[Dataset excerpts on pointing to objects]
---*---

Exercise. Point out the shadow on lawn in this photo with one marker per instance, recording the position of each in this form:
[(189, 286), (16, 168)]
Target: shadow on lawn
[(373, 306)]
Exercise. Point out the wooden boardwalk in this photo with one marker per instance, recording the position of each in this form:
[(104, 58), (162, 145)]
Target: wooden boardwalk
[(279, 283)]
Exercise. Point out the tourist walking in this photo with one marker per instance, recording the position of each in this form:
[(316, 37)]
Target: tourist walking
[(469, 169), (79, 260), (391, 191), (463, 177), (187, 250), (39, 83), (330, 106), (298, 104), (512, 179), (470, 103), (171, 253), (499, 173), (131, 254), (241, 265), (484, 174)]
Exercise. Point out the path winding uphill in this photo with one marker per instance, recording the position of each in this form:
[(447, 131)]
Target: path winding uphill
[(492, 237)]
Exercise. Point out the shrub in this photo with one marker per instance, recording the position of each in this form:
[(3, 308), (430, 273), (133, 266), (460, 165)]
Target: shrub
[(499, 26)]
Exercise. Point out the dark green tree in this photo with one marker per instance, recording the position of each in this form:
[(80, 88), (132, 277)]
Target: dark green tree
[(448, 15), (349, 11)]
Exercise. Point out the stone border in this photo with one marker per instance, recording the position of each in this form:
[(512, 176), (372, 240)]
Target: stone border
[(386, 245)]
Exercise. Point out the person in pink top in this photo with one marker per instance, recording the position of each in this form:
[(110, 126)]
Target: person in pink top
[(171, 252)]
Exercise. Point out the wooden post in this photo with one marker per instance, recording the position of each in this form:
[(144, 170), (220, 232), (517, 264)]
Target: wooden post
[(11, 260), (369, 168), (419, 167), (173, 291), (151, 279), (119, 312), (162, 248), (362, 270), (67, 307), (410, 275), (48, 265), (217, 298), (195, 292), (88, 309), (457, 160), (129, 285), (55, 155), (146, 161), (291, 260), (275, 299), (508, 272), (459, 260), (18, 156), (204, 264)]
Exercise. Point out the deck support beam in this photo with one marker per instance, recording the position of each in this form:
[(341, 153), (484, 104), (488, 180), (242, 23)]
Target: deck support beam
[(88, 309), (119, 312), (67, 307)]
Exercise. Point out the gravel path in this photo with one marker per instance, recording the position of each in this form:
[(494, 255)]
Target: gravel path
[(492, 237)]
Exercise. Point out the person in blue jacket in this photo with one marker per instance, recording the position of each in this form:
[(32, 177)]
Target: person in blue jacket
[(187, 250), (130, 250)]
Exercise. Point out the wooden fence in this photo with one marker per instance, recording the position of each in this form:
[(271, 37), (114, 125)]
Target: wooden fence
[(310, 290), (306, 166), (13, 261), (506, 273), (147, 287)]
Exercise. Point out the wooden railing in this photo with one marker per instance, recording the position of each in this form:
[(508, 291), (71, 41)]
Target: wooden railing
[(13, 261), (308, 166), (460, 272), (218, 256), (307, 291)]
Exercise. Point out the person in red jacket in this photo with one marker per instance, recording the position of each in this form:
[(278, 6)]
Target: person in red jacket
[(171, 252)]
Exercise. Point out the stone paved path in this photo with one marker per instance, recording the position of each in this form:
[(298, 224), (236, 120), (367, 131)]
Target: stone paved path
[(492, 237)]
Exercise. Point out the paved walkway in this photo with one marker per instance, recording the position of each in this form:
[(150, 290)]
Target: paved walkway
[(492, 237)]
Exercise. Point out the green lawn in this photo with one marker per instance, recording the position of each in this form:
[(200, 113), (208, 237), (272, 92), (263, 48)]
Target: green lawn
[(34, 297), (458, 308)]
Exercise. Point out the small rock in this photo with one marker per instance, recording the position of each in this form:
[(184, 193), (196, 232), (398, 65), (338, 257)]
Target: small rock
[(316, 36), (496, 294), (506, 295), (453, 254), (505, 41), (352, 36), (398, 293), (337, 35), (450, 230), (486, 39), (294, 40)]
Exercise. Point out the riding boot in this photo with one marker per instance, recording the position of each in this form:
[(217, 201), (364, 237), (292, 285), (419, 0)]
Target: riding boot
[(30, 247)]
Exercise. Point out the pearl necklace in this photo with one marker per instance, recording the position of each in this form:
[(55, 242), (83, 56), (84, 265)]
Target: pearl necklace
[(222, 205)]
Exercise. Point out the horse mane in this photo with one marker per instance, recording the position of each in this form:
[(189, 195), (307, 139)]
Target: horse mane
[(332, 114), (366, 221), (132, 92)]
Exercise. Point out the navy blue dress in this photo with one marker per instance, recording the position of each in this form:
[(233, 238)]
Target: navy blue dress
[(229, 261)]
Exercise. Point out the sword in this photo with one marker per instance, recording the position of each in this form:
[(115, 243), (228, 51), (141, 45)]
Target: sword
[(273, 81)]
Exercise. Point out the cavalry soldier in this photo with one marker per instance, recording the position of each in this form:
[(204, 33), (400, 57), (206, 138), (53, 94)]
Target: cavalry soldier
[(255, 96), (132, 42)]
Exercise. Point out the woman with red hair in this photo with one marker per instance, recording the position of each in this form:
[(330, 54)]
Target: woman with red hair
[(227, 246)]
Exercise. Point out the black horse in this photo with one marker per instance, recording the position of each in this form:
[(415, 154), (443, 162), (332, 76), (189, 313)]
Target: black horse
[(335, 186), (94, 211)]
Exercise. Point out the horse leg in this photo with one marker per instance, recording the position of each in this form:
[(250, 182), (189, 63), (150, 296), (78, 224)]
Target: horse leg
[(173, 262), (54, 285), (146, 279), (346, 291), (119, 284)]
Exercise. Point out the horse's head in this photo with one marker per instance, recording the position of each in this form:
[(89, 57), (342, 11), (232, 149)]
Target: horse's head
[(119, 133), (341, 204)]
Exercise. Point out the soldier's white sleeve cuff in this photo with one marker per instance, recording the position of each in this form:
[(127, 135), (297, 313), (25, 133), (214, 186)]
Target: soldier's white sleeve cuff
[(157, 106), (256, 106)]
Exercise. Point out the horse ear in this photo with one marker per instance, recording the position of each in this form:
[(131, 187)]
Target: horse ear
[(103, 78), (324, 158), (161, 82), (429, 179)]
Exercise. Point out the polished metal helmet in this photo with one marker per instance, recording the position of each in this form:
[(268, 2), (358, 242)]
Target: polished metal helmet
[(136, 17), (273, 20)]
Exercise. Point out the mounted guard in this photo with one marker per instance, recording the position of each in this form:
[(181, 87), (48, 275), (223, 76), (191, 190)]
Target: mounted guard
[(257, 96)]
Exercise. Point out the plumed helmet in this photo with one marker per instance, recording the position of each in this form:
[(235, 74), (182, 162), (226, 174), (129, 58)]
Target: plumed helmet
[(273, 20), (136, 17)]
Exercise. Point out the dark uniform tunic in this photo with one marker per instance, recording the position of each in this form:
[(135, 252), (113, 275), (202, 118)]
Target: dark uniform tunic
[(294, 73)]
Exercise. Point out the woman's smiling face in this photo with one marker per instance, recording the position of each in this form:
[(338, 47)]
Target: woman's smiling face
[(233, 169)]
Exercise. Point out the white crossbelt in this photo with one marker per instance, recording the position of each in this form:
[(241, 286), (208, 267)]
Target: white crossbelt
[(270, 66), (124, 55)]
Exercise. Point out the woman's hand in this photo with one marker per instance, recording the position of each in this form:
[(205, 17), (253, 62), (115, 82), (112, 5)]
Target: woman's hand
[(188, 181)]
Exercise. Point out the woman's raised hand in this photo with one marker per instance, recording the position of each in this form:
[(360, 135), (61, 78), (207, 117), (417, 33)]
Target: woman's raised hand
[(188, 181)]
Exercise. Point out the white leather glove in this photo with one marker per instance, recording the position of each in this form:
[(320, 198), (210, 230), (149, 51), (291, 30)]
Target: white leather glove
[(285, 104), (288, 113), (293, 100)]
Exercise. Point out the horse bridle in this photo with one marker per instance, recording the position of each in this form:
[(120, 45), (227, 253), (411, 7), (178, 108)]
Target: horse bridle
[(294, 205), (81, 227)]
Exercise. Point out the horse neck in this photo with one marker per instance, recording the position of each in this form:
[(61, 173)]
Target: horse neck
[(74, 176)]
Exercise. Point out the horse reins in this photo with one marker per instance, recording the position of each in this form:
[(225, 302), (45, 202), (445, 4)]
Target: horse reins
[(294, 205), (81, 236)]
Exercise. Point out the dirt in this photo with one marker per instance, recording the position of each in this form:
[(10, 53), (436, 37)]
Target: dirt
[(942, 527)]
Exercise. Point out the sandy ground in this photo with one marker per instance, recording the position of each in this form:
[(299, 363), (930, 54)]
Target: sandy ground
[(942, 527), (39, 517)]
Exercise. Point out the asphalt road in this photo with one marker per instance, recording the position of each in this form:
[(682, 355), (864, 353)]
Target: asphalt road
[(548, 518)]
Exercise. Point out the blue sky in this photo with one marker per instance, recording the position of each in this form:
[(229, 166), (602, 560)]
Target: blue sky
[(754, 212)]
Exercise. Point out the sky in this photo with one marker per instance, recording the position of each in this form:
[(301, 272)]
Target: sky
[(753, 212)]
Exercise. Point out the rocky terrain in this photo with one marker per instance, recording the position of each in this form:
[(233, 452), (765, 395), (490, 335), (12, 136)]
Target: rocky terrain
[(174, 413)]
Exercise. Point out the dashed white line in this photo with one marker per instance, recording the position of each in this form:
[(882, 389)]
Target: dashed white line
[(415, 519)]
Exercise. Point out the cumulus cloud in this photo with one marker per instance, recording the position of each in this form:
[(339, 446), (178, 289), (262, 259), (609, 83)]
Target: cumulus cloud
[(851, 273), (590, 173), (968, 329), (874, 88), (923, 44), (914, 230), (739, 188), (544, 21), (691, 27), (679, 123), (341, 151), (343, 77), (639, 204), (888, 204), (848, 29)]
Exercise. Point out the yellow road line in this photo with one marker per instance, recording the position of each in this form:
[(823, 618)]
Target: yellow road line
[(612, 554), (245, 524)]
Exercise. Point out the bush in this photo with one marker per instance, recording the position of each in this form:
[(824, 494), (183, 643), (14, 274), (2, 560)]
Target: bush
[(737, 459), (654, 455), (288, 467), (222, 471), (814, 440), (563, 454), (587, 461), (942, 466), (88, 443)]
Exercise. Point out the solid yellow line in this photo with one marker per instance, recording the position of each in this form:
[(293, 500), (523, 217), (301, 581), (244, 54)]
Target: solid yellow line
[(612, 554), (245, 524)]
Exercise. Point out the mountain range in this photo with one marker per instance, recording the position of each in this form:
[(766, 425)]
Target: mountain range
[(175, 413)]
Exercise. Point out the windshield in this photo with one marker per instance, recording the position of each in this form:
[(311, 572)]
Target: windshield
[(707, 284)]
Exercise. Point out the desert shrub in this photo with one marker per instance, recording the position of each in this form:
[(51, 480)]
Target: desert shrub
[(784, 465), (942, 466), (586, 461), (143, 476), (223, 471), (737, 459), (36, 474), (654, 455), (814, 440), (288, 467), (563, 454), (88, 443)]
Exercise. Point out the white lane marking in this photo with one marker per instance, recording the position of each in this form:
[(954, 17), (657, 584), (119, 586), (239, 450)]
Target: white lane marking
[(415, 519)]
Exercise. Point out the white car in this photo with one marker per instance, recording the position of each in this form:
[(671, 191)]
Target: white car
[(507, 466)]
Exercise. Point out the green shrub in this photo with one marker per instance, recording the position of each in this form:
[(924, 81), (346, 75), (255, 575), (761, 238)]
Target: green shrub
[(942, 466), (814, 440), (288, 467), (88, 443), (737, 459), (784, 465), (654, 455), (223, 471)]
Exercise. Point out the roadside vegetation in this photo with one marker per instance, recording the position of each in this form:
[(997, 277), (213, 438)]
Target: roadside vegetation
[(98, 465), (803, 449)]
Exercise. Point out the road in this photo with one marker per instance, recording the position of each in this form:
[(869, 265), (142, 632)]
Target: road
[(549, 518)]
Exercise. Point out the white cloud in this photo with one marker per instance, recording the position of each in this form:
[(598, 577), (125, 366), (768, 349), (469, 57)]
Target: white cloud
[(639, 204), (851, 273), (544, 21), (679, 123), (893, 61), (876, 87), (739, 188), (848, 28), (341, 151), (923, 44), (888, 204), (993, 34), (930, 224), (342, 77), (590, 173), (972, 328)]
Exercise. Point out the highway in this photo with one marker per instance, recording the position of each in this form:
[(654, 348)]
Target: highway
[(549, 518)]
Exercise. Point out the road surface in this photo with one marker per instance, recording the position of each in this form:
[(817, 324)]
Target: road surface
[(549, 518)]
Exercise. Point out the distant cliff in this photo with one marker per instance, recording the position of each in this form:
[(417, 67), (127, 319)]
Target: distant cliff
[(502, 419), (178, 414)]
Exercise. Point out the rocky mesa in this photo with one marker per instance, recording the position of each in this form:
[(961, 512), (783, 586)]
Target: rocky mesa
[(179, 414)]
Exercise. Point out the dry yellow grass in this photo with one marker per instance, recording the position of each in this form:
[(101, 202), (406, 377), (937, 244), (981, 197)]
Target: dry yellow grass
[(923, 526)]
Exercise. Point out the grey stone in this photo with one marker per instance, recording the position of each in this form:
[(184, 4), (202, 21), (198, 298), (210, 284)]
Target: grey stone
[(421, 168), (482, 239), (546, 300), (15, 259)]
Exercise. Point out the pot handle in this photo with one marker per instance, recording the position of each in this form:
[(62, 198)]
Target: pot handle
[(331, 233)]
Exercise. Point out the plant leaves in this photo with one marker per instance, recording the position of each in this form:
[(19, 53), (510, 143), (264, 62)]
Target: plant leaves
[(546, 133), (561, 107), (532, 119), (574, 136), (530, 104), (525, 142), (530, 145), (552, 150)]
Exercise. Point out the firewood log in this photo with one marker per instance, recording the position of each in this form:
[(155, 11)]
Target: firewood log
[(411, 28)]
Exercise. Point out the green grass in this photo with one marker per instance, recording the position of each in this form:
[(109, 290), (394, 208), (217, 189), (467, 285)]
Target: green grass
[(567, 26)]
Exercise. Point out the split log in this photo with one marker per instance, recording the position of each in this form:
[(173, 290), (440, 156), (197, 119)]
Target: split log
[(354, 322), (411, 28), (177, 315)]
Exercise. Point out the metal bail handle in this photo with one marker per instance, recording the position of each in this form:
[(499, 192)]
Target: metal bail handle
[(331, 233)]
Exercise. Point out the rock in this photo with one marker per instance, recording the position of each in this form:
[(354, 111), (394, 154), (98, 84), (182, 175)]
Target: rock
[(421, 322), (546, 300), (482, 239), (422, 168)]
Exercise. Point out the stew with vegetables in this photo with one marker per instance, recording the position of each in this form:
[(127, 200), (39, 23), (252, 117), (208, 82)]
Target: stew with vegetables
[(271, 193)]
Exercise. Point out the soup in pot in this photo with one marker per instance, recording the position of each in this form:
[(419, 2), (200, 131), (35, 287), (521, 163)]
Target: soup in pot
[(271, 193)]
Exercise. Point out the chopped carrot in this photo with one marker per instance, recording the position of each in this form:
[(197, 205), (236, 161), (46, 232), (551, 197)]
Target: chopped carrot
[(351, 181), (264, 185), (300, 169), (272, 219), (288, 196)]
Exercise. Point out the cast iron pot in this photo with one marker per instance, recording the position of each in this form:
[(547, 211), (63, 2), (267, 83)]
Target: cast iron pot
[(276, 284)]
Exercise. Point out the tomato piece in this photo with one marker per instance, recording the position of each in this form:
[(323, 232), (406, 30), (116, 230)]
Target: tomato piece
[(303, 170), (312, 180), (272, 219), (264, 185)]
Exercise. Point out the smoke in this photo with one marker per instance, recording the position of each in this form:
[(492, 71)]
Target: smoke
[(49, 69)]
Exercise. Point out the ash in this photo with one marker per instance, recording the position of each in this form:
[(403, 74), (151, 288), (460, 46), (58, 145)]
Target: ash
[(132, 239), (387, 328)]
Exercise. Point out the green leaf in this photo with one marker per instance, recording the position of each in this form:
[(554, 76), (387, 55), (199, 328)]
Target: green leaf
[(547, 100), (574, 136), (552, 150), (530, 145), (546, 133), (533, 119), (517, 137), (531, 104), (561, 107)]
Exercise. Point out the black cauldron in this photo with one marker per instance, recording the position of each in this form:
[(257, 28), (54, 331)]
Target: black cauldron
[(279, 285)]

---*---

Task to carry out: Reproduce the material word for word, from its first line through the line that contains "[(448, 15), (349, 11)]", including that line.

Finished task:
Exercise. Point out the shadow on lawn in this photo with one marker per instance, recording the position of each in this form:
[(189, 286), (16, 168)]
Target: shadow on lawn
[(373, 306)]
Exercise. Point out the wooden boardwalk in this photo with one marker per instance, recording the position of each in this form:
[(104, 58), (162, 145)]
Target: wooden boardwalk
[(279, 283)]
Exercise. Point out the tourist walking in this photo with one marker per instance, recording the position of each in this form:
[(316, 37)]
Target: tourist walking
[(469, 169), (79, 260), (391, 191), (463, 177), (187, 250), (39, 83), (330, 106), (298, 104), (512, 179), (470, 103), (171, 253), (499, 173), (131, 254), (241, 265), (484, 174)]
Exercise. Point out the path winding uphill in this photo with one marker per instance, recording the position of each in this form:
[(447, 131)]
Target: path winding uphill
[(492, 237)]
Exercise. Point out the shrub in this photo with one marker per instance, recording the position of each in this form:
[(3, 308), (430, 273), (133, 266), (460, 165)]
Target: shrub
[(499, 26)]
Exercise. Point out the dark green tree in this photo with one marker per instance, recording the position of each in this form:
[(80, 88), (132, 277)]
Target: dark green tree
[(448, 15), (349, 11)]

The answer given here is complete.